The request:
Rewrite all the items below, replacing "photo above" with "image above" wherever it occurs and keeping every other word unchanged. Leave the pictures out of your output.
# Data to use start
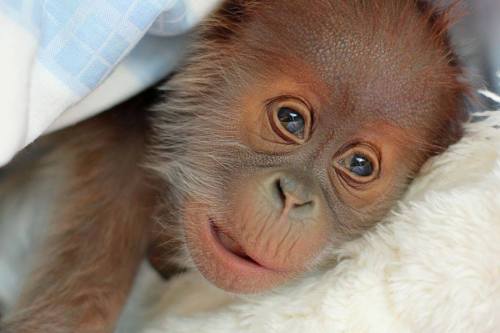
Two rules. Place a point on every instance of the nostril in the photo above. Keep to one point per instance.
(280, 191)
(299, 205)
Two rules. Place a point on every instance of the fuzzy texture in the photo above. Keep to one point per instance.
(432, 266)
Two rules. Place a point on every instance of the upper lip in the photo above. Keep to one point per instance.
(239, 251)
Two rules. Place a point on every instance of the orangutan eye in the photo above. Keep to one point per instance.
(290, 119)
(360, 165)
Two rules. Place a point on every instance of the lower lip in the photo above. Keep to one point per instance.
(230, 261)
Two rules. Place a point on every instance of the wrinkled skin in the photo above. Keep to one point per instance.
(272, 203)
(292, 127)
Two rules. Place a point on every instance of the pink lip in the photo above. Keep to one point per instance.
(233, 262)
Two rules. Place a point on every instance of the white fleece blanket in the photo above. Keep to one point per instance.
(432, 266)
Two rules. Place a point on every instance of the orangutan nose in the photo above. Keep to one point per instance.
(294, 193)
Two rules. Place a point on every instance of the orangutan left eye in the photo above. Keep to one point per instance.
(291, 120)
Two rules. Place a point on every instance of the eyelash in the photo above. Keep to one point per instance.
(273, 107)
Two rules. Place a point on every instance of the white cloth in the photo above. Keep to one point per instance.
(62, 61)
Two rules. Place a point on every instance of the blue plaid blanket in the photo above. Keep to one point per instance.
(68, 59)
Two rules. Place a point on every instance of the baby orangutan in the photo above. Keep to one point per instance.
(293, 126)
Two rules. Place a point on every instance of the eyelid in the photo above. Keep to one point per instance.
(353, 148)
(296, 104)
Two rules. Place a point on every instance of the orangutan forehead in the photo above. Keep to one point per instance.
(386, 56)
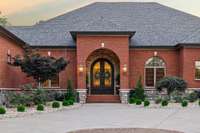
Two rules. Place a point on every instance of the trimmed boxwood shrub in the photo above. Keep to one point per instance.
(146, 103)
(158, 100)
(21, 108)
(184, 103)
(132, 100)
(164, 103)
(171, 84)
(55, 104)
(138, 102)
(2, 110)
(192, 97)
(40, 107)
(71, 102)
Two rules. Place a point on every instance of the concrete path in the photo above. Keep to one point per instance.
(106, 116)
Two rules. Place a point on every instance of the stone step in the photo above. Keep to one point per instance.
(102, 99)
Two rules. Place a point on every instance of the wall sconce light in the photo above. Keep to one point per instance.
(49, 53)
(155, 53)
(125, 68)
(80, 68)
(9, 57)
(102, 45)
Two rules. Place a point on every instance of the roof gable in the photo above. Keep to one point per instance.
(155, 24)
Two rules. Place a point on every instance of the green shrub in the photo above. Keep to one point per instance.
(192, 97)
(132, 100)
(171, 84)
(184, 103)
(59, 96)
(70, 95)
(177, 96)
(158, 100)
(39, 96)
(146, 103)
(21, 108)
(66, 103)
(138, 92)
(138, 102)
(55, 104)
(71, 101)
(164, 103)
(40, 107)
(2, 110)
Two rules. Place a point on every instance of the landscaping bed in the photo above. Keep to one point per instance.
(13, 113)
(124, 130)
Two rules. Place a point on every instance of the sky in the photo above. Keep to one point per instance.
(28, 12)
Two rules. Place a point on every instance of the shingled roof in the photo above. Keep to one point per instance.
(155, 25)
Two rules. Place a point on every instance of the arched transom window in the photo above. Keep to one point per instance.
(154, 71)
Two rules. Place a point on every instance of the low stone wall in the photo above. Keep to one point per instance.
(5, 95)
(124, 130)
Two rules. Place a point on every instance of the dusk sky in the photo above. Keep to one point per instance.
(28, 12)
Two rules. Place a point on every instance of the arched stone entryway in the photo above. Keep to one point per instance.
# Data to use end
Response:
Two rules. Place a point on every instance of the nostril in the image above. Keep to one point per instance.
(280, 191)
(299, 205)
Two rules. Place a point on every instance of the fuzzy texture in the image above. Keep to one point per instance.
(432, 266)
Two rules. Place a point on every instance of the upper lip in the image above. Keep to one point per instance.
(239, 251)
Two rules. Place a point on every instance of the orangutan eye in the image above. Keep to one point per instance.
(290, 119)
(360, 165)
Two rules. Place a point on every instance of the lower lip in the image above. Keep to one point per instance.
(230, 261)
Two rules. Place a point on every instance of the wrinkled skin in the image above. Keep to one point per instance.
(272, 203)
(292, 127)
Two rules. Place a point on every instance of the pink lip in the image above. Keep to one point per instance.
(233, 262)
Two rules. Place a point on every instance of the white fleece blanket in the image above. Keep to one point per instance.
(432, 266)
Two rules. Place a point on every instance of the orangutan nose in the image above. Keep to one point per instance.
(294, 193)
Two rules. Place a point on every instance of the orangutan left eye in the image above. Keep to one point per instance.
(291, 120)
Two rules. Place a point on every instance of the eyelash in the image above. Keep to one point per instance.
(273, 107)
Two rules. Place a point on every instance of the white cloth in the image above. Keep to one point per instance.
(62, 61)
Two rules. Place a point on every instance of the blue plaid blanket in the image above. Keep to one point per instance.
(68, 59)
Two rules. Place a point on every instance of the baby orangutan in the image above. Keep to one point per instance.
(293, 126)
Two rules. Place a point on every instance of the eyelid in the image above. Keep to one point per instance.
(353, 148)
(296, 104)
Two rules. Place a point on every instance of the orangutan forehead in the image above. Keep to one point per instance.
(386, 56)
Two rules. Place a point on every instance of the trimmed boxwood shrub in the image above. Keep to one point per instance.
(146, 103)
(158, 100)
(21, 108)
(184, 103)
(132, 100)
(164, 103)
(171, 84)
(55, 104)
(138, 102)
(2, 110)
(192, 97)
(40, 107)
(71, 102)
Two rules. Place a point on every instance of the concrete path in the image above. Keep to one point per instance.
(106, 116)
Two rules. Place a point on every instance of the stone step in the image above. Keep to one point per instance.
(102, 99)
Two rules. Place a point on every instance of the wall sconce light in the image above. Keep to one point per instance.
(49, 53)
(155, 53)
(125, 68)
(80, 68)
(9, 57)
(102, 45)
Two rules. Place a point on every instance of the roof gable in the image above. Keep to one point per instance.
(155, 24)
Two rules. Place a point on every instance of the green shrub in the image above. Keep to one point per instance.
(192, 97)
(132, 100)
(171, 84)
(184, 103)
(59, 96)
(70, 95)
(177, 96)
(158, 100)
(39, 96)
(146, 103)
(21, 108)
(66, 103)
(138, 92)
(138, 102)
(55, 104)
(71, 101)
(164, 103)
(40, 107)
(2, 110)
Two rules. Place a point on every instance of the landscaping bed in the image above. Keep to one point per instance.
(13, 113)
(124, 130)
Two rules. Place a point on every instance of the sky in the image above. Keep to one point per instance.
(28, 12)
Two rules. Place a point on every instance of the shingled roof in the image above. Keep to one point per instance.
(155, 25)
Two rules. Place a point on every instance of the arched transom window in the image above. Keep to one point per instance.
(154, 71)
Two rules. Place a point on every instance of the low stone wall in the image above. Keep to one point per instance.
(5, 95)
(124, 130)
Two rules. Place a point on every instance of the dusk sky in the image above. Keep to one point per instance.
(28, 12)
Two rules. Place a point on every instance of the arched stone entryway in the image above. Keep to one point per instance.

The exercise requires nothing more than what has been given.